>> BEGIN INFORMATION SUPPLIED

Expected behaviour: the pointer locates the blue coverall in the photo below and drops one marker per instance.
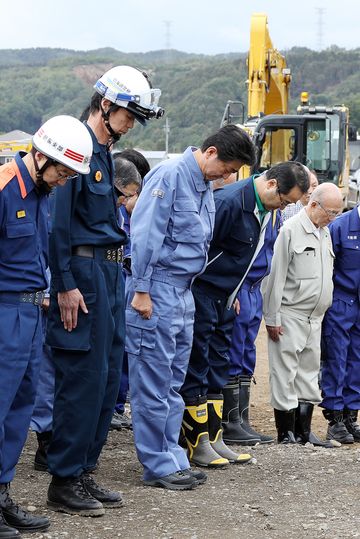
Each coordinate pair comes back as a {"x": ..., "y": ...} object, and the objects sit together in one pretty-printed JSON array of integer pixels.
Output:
[
  {"x": 340, "y": 378},
  {"x": 23, "y": 263},
  {"x": 236, "y": 236},
  {"x": 171, "y": 228},
  {"x": 242, "y": 352},
  {"x": 84, "y": 248}
]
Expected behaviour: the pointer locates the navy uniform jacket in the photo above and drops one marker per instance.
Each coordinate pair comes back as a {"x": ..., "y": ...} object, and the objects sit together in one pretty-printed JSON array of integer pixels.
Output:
[
  {"x": 23, "y": 230},
  {"x": 262, "y": 263},
  {"x": 345, "y": 235},
  {"x": 235, "y": 238},
  {"x": 92, "y": 219}
]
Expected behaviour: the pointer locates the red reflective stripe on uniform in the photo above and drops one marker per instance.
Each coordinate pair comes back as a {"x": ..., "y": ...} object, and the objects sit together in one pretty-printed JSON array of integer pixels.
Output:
[
  {"x": 73, "y": 155},
  {"x": 8, "y": 172}
]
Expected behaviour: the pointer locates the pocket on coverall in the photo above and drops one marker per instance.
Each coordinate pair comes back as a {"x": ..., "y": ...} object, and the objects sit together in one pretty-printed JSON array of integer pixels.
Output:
[
  {"x": 79, "y": 339},
  {"x": 139, "y": 332}
]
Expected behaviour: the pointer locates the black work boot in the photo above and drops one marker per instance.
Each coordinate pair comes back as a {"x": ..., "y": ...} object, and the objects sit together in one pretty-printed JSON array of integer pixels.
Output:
[
  {"x": 40, "y": 461},
  {"x": 233, "y": 431},
  {"x": 198, "y": 475},
  {"x": 6, "y": 532},
  {"x": 115, "y": 422},
  {"x": 285, "y": 425},
  {"x": 15, "y": 517},
  {"x": 350, "y": 420},
  {"x": 244, "y": 402},
  {"x": 195, "y": 429},
  {"x": 336, "y": 428},
  {"x": 68, "y": 495},
  {"x": 215, "y": 411},
  {"x": 108, "y": 498},
  {"x": 303, "y": 433}
]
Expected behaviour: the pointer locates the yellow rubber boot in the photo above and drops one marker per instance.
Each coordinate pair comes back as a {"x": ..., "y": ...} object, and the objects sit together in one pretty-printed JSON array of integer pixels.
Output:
[
  {"x": 215, "y": 406},
  {"x": 195, "y": 430}
]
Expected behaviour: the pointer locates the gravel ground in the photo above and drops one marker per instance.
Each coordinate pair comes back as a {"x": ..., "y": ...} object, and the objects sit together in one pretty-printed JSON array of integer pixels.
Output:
[{"x": 286, "y": 492}]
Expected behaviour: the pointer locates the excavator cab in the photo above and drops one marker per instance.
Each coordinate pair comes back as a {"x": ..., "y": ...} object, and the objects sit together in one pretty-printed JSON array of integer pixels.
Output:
[{"x": 316, "y": 138}]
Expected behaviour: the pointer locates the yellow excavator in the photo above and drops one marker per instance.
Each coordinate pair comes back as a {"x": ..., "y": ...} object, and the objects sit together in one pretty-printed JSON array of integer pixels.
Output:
[
  {"x": 15, "y": 146},
  {"x": 316, "y": 136}
]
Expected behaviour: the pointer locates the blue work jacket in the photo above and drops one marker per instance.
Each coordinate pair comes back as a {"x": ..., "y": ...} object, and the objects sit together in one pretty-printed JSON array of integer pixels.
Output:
[
  {"x": 345, "y": 235},
  {"x": 172, "y": 223},
  {"x": 235, "y": 238},
  {"x": 262, "y": 263},
  {"x": 24, "y": 215}
]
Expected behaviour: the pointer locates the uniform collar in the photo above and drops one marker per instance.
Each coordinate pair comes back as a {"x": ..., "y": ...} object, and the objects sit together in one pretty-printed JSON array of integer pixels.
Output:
[
  {"x": 25, "y": 175},
  {"x": 262, "y": 210},
  {"x": 97, "y": 147},
  {"x": 308, "y": 225},
  {"x": 354, "y": 219},
  {"x": 197, "y": 176}
]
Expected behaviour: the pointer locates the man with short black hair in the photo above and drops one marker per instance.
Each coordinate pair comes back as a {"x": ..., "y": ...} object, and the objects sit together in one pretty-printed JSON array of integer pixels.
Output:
[
  {"x": 171, "y": 228},
  {"x": 242, "y": 215}
]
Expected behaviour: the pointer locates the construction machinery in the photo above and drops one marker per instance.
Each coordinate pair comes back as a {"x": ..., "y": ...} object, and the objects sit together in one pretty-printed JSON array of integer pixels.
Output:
[{"x": 317, "y": 136}]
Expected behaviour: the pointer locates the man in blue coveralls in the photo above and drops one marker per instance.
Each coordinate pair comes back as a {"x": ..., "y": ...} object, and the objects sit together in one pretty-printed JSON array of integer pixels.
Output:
[
  {"x": 171, "y": 229},
  {"x": 242, "y": 353},
  {"x": 62, "y": 147},
  {"x": 340, "y": 378},
  {"x": 242, "y": 215},
  {"x": 86, "y": 319}
]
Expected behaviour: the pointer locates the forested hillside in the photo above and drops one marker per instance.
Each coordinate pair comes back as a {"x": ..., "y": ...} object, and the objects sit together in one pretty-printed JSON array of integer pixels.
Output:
[{"x": 38, "y": 83}]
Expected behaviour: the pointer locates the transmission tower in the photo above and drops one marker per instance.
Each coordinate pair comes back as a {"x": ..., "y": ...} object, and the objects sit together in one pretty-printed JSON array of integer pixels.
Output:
[
  {"x": 320, "y": 25},
  {"x": 168, "y": 39}
]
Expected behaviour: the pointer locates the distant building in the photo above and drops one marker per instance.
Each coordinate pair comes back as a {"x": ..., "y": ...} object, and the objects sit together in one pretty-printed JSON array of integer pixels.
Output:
[
  {"x": 12, "y": 142},
  {"x": 154, "y": 157}
]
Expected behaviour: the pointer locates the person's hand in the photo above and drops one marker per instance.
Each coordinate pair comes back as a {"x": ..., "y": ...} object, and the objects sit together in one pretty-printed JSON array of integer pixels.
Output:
[
  {"x": 274, "y": 332},
  {"x": 142, "y": 304},
  {"x": 69, "y": 303},
  {"x": 45, "y": 304}
]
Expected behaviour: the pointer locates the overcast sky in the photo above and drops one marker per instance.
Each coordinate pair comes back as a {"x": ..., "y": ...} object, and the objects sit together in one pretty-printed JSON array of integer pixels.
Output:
[{"x": 199, "y": 26}]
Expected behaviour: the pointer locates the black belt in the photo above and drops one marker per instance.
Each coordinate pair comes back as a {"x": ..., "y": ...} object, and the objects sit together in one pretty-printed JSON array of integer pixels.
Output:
[
  {"x": 110, "y": 254},
  {"x": 35, "y": 298}
]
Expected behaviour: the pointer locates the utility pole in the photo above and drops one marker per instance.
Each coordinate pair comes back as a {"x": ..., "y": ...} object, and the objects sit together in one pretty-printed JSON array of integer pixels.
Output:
[
  {"x": 167, "y": 131},
  {"x": 168, "y": 39},
  {"x": 320, "y": 32}
]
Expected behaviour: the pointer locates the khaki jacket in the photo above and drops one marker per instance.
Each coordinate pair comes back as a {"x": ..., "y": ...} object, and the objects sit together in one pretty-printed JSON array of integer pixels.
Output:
[{"x": 300, "y": 282}]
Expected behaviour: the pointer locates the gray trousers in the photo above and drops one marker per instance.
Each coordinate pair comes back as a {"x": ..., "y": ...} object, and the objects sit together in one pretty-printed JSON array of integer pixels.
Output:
[{"x": 294, "y": 363}]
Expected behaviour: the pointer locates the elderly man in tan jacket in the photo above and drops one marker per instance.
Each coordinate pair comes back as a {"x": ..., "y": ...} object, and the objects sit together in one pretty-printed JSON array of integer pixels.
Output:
[{"x": 297, "y": 294}]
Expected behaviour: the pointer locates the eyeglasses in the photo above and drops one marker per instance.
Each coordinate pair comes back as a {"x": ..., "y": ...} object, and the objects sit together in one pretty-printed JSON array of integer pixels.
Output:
[
  {"x": 332, "y": 214},
  {"x": 121, "y": 194},
  {"x": 284, "y": 201},
  {"x": 64, "y": 176}
]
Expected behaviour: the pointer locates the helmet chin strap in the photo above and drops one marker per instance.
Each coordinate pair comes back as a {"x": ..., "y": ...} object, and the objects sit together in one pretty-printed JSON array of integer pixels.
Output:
[
  {"x": 106, "y": 117},
  {"x": 39, "y": 182}
]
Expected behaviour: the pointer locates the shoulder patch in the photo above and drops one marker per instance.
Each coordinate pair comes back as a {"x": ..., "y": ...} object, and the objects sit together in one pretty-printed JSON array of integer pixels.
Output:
[
  {"x": 7, "y": 173},
  {"x": 158, "y": 193}
]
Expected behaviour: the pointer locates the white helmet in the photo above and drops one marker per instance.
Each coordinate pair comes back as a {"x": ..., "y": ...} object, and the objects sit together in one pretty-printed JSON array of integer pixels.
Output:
[
  {"x": 67, "y": 141},
  {"x": 130, "y": 88}
]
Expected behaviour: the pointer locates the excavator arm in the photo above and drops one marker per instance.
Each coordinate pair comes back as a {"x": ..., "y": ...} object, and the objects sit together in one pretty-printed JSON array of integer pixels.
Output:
[{"x": 268, "y": 76}]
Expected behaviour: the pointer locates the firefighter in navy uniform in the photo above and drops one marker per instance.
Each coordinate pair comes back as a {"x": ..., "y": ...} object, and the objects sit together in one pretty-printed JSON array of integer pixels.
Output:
[
  {"x": 242, "y": 215},
  {"x": 24, "y": 185},
  {"x": 242, "y": 353},
  {"x": 340, "y": 379},
  {"x": 86, "y": 320}
]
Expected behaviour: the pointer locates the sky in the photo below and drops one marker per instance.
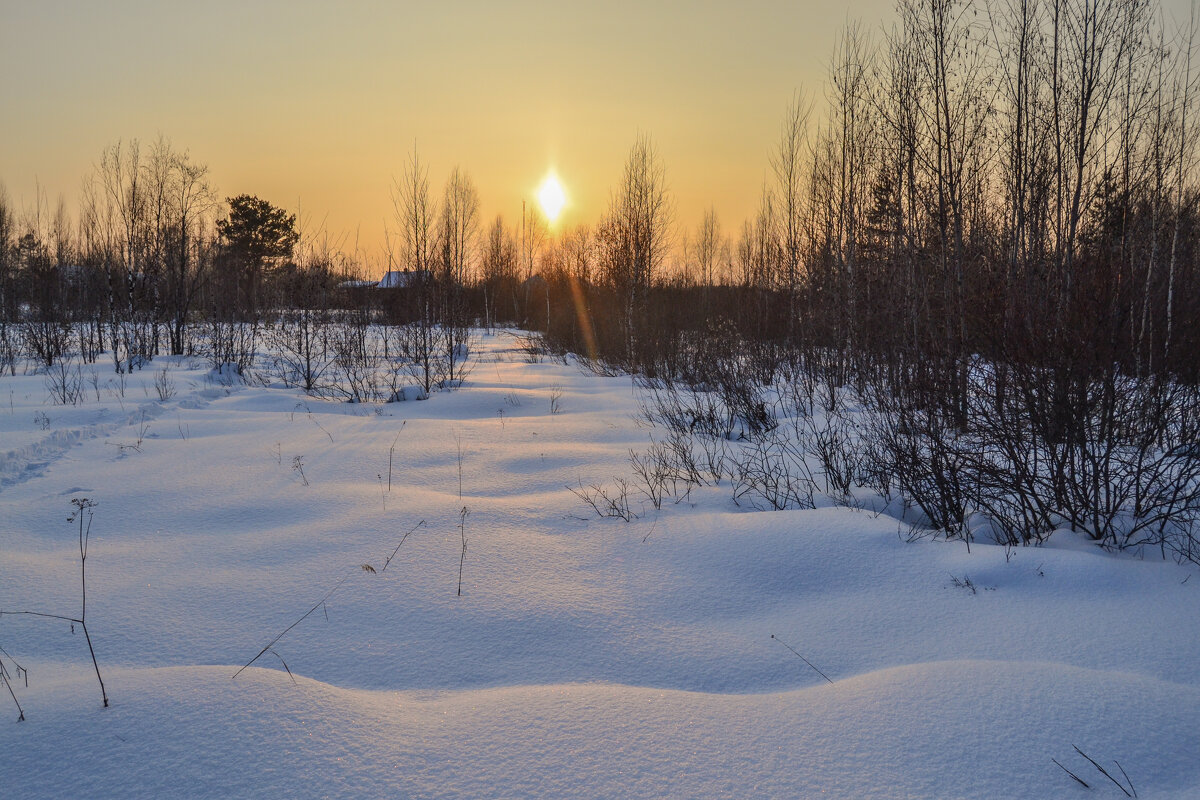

>> END INFORMATION SUPPLIED

● EXERCISE DETAILS: List every line of the material above that contains the string "navy", treating case as significant.

● THE REPLY:
Expected behaviour: the pointer locates the navy uniform jacket in the photo above and drops one marker per instance.
Expected behaviour: the pointer locates the firefighter in navy uniform in the photo above and drops one marker per instance.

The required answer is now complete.